#### [WHAT IS NEEDED]
Reproduce the data that follows character for character, but omit its pictures.

#### [DATA SHOWN]
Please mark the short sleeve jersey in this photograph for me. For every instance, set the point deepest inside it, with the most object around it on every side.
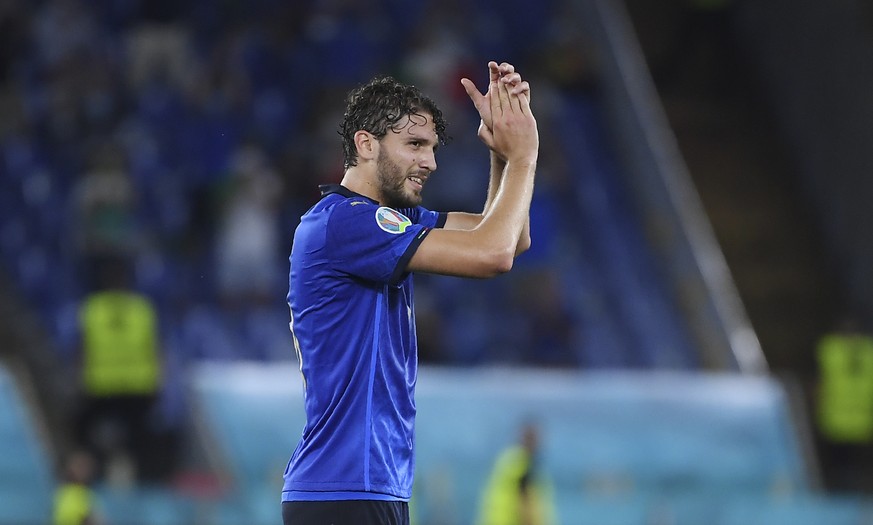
(353, 322)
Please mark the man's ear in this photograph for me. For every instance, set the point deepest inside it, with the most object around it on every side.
(366, 144)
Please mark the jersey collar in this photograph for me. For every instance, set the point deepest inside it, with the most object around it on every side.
(327, 189)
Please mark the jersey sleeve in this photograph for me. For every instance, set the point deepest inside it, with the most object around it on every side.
(376, 242)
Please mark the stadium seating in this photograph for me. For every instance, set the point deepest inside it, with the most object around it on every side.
(26, 477)
(620, 448)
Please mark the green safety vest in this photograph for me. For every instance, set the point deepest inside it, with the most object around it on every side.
(501, 502)
(120, 344)
(73, 505)
(845, 403)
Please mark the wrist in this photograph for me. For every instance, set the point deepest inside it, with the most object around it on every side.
(523, 160)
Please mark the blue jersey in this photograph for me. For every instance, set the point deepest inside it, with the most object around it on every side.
(353, 323)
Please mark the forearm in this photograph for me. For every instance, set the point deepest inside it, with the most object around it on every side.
(507, 218)
(498, 165)
(496, 176)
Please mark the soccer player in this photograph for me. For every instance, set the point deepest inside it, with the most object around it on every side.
(350, 288)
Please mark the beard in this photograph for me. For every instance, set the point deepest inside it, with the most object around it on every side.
(392, 184)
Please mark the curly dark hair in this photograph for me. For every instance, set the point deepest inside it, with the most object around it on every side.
(378, 106)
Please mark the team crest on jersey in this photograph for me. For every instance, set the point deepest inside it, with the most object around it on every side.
(391, 221)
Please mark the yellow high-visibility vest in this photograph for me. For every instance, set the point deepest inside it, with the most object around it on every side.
(73, 504)
(120, 344)
(845, 403)
(501, 502)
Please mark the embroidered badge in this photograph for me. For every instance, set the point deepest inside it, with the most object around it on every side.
(391, 221)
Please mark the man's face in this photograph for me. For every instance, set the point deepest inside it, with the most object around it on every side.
(405, 161)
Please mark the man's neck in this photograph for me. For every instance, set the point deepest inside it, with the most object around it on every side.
(358, 181)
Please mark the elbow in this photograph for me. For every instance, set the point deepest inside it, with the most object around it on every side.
(523, 245)
(498, 263)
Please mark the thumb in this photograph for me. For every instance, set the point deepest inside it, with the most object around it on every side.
(472, 92)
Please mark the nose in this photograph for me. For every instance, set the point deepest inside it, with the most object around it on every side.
(428, 161)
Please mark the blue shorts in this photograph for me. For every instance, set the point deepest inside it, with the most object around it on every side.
(349, 512)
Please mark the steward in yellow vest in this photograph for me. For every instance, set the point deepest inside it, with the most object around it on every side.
(119, 344)
(121, 378)
(845, 398)
(517, 492)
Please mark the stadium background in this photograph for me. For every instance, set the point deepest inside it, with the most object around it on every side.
(700, 218)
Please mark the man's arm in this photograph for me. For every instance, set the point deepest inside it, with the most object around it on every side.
(489, 248)
(468, 221)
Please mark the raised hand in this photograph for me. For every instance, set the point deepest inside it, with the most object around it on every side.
(513, 131)
(498, 73)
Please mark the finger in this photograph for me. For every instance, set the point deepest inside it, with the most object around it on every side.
(472, 92)
(524, 102)
(513, 100)
(493, 71)
(494, 99)
(511, 78)
(522, 88)
(503, 97)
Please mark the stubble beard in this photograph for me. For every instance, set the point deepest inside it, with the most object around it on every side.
(392, 184)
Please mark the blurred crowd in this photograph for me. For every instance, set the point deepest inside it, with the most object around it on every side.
(188, 137)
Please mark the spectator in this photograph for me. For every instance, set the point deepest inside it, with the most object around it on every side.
(74, 502)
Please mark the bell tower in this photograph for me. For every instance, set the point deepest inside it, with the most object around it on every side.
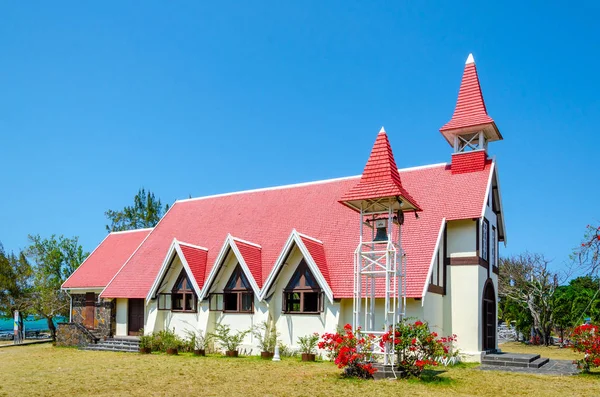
(471, 128)
(379, 260)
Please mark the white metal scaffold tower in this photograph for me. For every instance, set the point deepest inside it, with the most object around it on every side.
(380, 270)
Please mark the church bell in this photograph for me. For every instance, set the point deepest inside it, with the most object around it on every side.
(381, 226)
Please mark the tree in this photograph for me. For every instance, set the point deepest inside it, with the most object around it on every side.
(527, 281)
(575, 301)
(587, 256)
(54, 259)
(145, 212)
(15, 283)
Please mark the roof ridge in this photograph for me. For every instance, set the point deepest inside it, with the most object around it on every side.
(302, 184)
(131, 231)
(192, 245)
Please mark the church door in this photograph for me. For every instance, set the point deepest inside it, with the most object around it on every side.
(489, 317)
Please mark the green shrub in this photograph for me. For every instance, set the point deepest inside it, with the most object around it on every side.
(308, 343)
(198, 340)
(266, 335)
(228, 340)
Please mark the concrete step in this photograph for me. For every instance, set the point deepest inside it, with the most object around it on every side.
(119, 342)
(514, 360)
(539, 362)
(125, 349)
(384, 371)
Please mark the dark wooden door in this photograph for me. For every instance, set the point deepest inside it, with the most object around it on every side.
(489, 317)
(135, 316)
(90, 309)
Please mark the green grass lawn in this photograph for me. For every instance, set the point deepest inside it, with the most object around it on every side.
(45, 370)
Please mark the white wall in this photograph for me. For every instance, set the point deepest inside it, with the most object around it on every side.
(121, 317)
(292, 326)
(461, 238)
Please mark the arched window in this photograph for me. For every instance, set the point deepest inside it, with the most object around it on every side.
(183, 297)
(237, 294)
(302, 295)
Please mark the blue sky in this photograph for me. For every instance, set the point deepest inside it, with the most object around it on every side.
(196, 98)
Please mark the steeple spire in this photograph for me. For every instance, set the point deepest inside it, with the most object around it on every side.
(380, 179)
(470, 127)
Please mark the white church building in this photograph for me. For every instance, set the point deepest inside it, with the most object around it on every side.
(288, 254)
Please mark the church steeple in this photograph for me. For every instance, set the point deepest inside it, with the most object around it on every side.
(470, 128)
(380, 179)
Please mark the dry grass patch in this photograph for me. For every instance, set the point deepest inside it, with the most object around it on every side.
(41, 370)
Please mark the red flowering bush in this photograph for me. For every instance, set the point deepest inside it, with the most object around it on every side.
(349, 351)
(417, 347)
(586, 339)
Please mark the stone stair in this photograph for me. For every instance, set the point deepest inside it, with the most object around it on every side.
(128, 345)
(514, 360)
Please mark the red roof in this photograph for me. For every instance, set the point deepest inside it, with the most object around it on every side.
(253, 258)
(106, 260)
(470, 108)
(196, 258)
(317, 251)
(268, 216)
(380, 177)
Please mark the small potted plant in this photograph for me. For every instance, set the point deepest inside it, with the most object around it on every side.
(308, 346)
(171, 343)
(266, 334)
(199, 341)
(228, 341)
(145, 343)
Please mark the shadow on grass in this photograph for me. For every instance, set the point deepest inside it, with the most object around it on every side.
(432, 376)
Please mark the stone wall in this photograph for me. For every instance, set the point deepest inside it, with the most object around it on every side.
(103, 314)
(71, 334)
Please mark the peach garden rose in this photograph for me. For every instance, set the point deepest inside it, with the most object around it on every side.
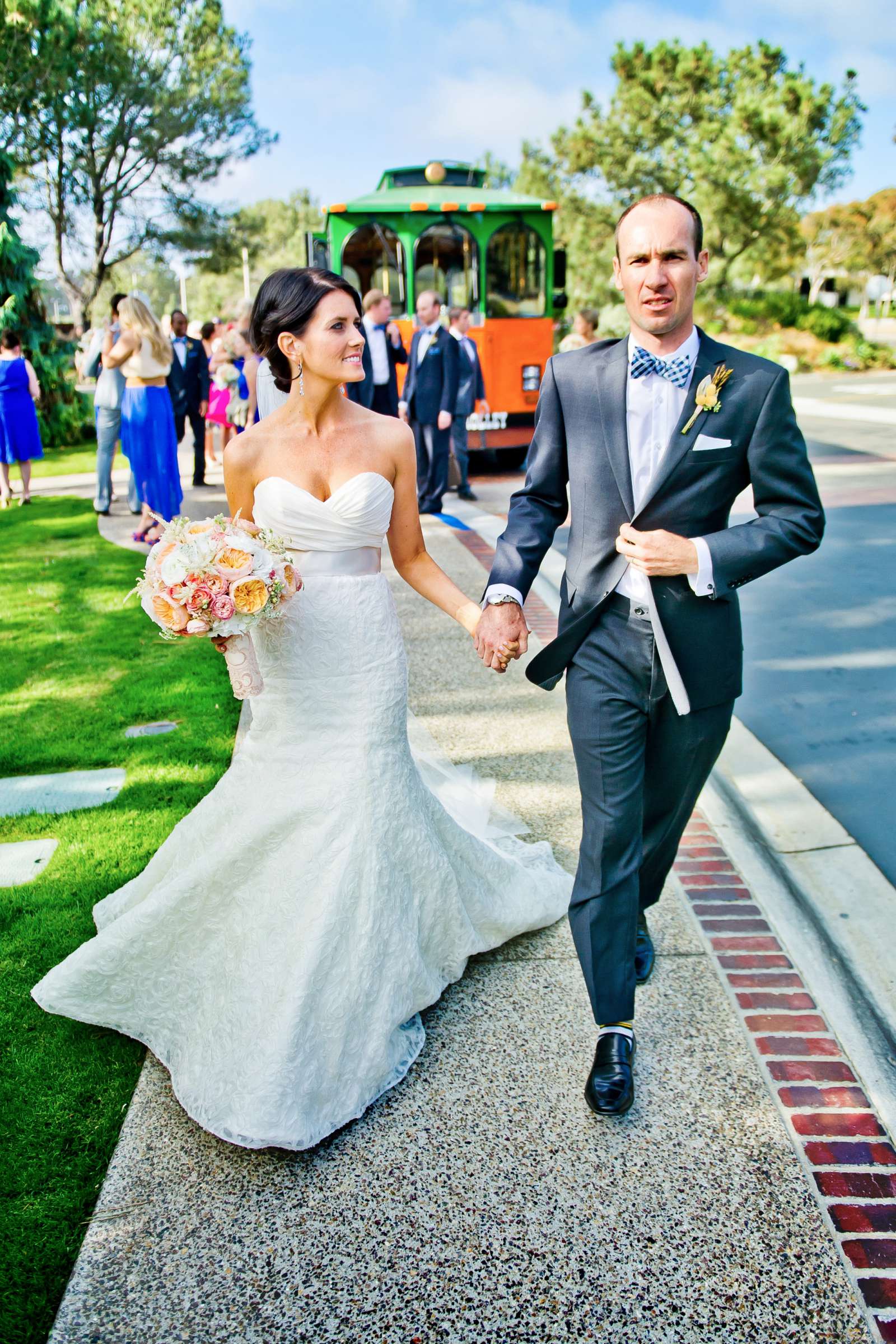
(233, 563)
(249, 596)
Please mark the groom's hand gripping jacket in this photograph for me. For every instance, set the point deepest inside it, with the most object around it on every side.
(581, 440)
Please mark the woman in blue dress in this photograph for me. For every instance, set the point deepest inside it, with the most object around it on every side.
(148, 436)
(19, 432)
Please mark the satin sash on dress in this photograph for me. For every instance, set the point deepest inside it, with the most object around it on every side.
(363, 559)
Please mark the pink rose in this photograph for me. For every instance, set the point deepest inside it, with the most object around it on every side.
(200, 601)
(222, 606)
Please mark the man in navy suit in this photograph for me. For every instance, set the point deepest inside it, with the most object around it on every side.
(470, 390)
(429, 398)
(189, 388)
(382, 354)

#### [PROBLEM SOLUTION]
Please mark the short sleeve jersey in this photograph for me. For every instance, set the point deepest inside it, with the most object around it on every side.
(353, 322)
Please mark the man's ear in this photograph for me. For every instance, set the point deepest inside it, with the most object around it on every side.
(366, 144)
Please mark the jersey collar in this photograph for me. For every instance, set the point deepest inside it, with the most object around it on every side.
(327, 189)
Please mark the jersey sleeve in this photograph for me. For every instance, set the point deepest inside it, with the most object around it on every side.
(376, 242)
Please mark the stadium seating in this photograph for me. For every instance, set the point deepest inside it, with the most object around it on every side.
(26, 477)
(620, 448)
Please mark the green safety vest in this photograph for me. For every instance, set the point deepest inside it, with the most object around it on every side.
(501, 502)
(120, 344)
(73, 505)
(845, 403)
Please mark the wrist in this photograph for me. For every instance, set the point deepest inside it, with the most object around it on every side.
(523, 160)
Please mark the blue jersey in this photograph for me. For every instance, set the point deepest inside it, with the most object around it on every side.
(353, 323)
Please mark the forearm in this photograph for me. For every instance, set the point deepest inside it, with the most object around it on every side.
(507, 218)
(498, 165)
(496, 176)
Please mark the soccer player in this photograph for me. For every instance, set the point deepest inside it, with the most object around it on every side.
(350, 288)
Please mark the beard in this photograph for me. For every instance, set the point deepest inside it, with the most object around it on every side.
(392, 184)
Please mark the curly dark hair in this photograph for me. For every instance, set the point deepest inside it, with the most object around it on every side.
(378, 106)
Please mark the team crest on jersey in this photograph for me. For every instance, set the point deepest inside it, with the most object around it on every side.
(391, 221)
Please mark the yellow high-visibility vest in this photograph for me. For every instance, set the point deepest inside it, with the most object around it on every side.
(73, 504)
(120, 344)
(845, 403)
(501, 502)
Please mark the embroidered badge in this photograph for me. For every instance, set the point deepest inside it, with the most object around it on every side.
(391, 221)
Please mark the man's face in this photograph for me. For every instance, set the point deepest inside it, with the most object around it on every side.
(405, 161)
Please mark the man's neck in this photograph for me. For every instance, set the point deepest inside it, with the most object around it on every side.
(358, 181)
Please mark the elbow in this photograph for me. For every instance, set the point deepest inside it, with the most object around it on every side.
(523, 245)
(498, 263)
Please mark the thumb in this photograph for me. For every instance, set the point deepest inside it, with the most object around it on every side.
(472, 92)
Please mark the nose in this photograph for me. For every instance, set the point deepest inside it, with the most object around it on every side.
(428, 161)
Please mark the blue shorts in this photograph for me. For every instance, set the point deepest inside it, with the most object around it on every side.
(349, 512)
Please mark the steward in yellow vest in this photograph for me. For every instance, set the point deepest inside it, with the most object around it on every side.
(119, 344)
(121, 378)
(845, 398)
(517, 492)
Please mark the stadium background in this photograph for me. For every instance, set the point deepest inside it, with the most object around it on every side.
(700, 218)
Please mark the man's arm in this photograph for me. For every instance, set the point deepest inside it, with the most object around it on every side.
(489, 248)
(468, 221)
Please mark the raised hand in this photograph for me. For every instance, set the point deepest inside it, with the most object around it on every side.
(513, 131)
(498, 73)
Please mark the finger in this photograph for me. For every instance, set the point deepest inside it, with the most object around it on every side.
(472, 92)
(524, 102)
(513, 100)
(493, 71)
(494, 99)
(511, 78)
(522, 88)
(503, 97)
Please mark the stubble beard in this photograph for me. For every instance, set the point deepest inside it, with the most object around it on every side.
(392, 184)
Please mark the blurred crowd in this photograph for me. For every instance, set the point deepest inside it, with the most object around it on every side.
(188, 137)
Please mark the spectator in this photograph for me. For every instance, set the point deepest inside it, with the most object around it on every side.
(74, 502)
Please mark the bell tower in this photograph for me. For every instance, set the point deepest inside it, with the most object around it on every side.
(471, 128)
(379, 260)
Please mark the white metal scaffold tower in this photograph for me. For every instance, set the point deepest inside it, with the most object around it on every side.
(380, 270)
Please mark the church bell in this photograph for me. For every instance, set the point deepest inside it, with the most object around it on every side.
(381, 226)
Please mark the tree in this photograph for me. For every instance, set the point deepest inside it, with the most object around it on every side.
(527, 281)
(575, 301)
(587, 256)
(54, 259)
(145, 212)
(15, 283)
Please mark the roof ridge in this photograph for me. For every instance, set the point deepest inside it, with the most object around it on every side.
(302, 184)
(131, 231)
(192, 245)
Please mark the church door in this photograph for me. For every instance, set the point deepest inside it, with the most object around it on every side.
(489, 317)
Please mark the green shrub in this photograph for me. For every instance, set the point deepest inside it, with the most object around it on every side.
(308, 343)
(198, 340)
(266, 335)
(228, 340)
Please mark the concrete step in this photograph for me. For every instance, set the point deepest inside it, with the most object around it on every side.
(119, 342)
(514, 360)
(539, 362)
(125, 349)
(384, 371)
Please mark the dark wooden door in this photograph for me. For every instance, set the point deepest inside it, with the most object around it on every side.
(489, 317)
(135, 316)
(90, 309)
Please mark the green grass lawn in this photograph for me. For every instance, set the point deepest inside it, with the most object around it on every side.
(45, 370)
Please mark the white wall in this photograph for me. For every instance, set the point deepest inside it, with the most object around it on every side.
(121, 317)
(292, 326)
(461, 238)
Please mark the arched window in this photograph for me. For every instance, set the point deepest inside it, with the most object around it on every side.
(183, 297)
(237, 294)
(302, 295)
Please mark the blue sky in this photograph for me. For every instance, set the point deepest inside it, with the most object around it on every side.
(196, 98)
Please mark the steeple spire in this photograph for me. For every instance, set the point deepest inside it, with the most object around it on every side.
(380, 179)
(470, 127)
Please mark the white church building in this photograph for me. For every instance, set the point deepest inside it, with the most object around it on every side.
(288, 254)
Please mark the church steeple in this photograph for me. For every instance, set the point deepest inside it, with the most object around it on every side.
(470, 128)
(380, 179)
Please mark the dry grass patch in this photograph for me. For every instance, set the point deepest inside it, with the most object around it on every side.
(41, 370)
Please mark the red flowering bush in this photograph for me. For every instance, set the point deepest inside it, with the most object around it on every side.
(349, 351)
(417, 347)
(586, 339)
Please mark the stone stair in this photograph for me. For every instance, set the point deepest inside it, with the most object around it on every side.
(128, 345)
(514, 360)
Please mark the red roof in this photograph for me. For every instance, set the point deepest inside it, with the most object around it on every side.
(253, 258)
(106, 260)
(470, 108)
(196, 258)
(317, 251)
(268, 216)
(380, 177)
Please mark the small potted plant in this photograph for me. For every instance, set the point deepest inside it, with the most object around it on every side.
(308, 346)
(171, 343)
(266, 334)
(199, 341)
(228, 341)
(145, 343)
Please mark the shadow on grass in this photograph for me. For every instance, set the point deepest inside it, with the most object around it on every side.
(432, 376)
Please mark the stone wall in this photograph for me. For every instance, set the point deepest inside it, with the most object around it on every side.
(103, 314)
(71, 334)
Please mark the peach garden rose in this photograph for me. For every instance, set the point deepest inside it, with the most object around it on every side.
(233, 563)
(249, 596)
Please mark the groom's hand gripping jacket in this photograph for me. For every instance, set the point deepest inside it, with the most object around it on every side.
(581, 440)
Please mark the woman in blue dress in this photograph for me. For every instance, set the point deepest inside it, with the most object around it on every side.
(148, 436)
(19, 432)
Please mark the satin sash on dress in this photograph for me. For every instance, set the point deepest inside it, with the most object around it on every side.
(363, 559)
Please mark the pink rose in this photograph for me. For every instance, set the point deepest inside it, with the most object around it on every side.
(200, 601)
(222, 606)
Please mark the man in navy suit in this photograph for me. For every instance, set the point deepest inside it, with the most object around it on every side.
(470, 390)
(429, 398)
(189, 388)
(382, 354)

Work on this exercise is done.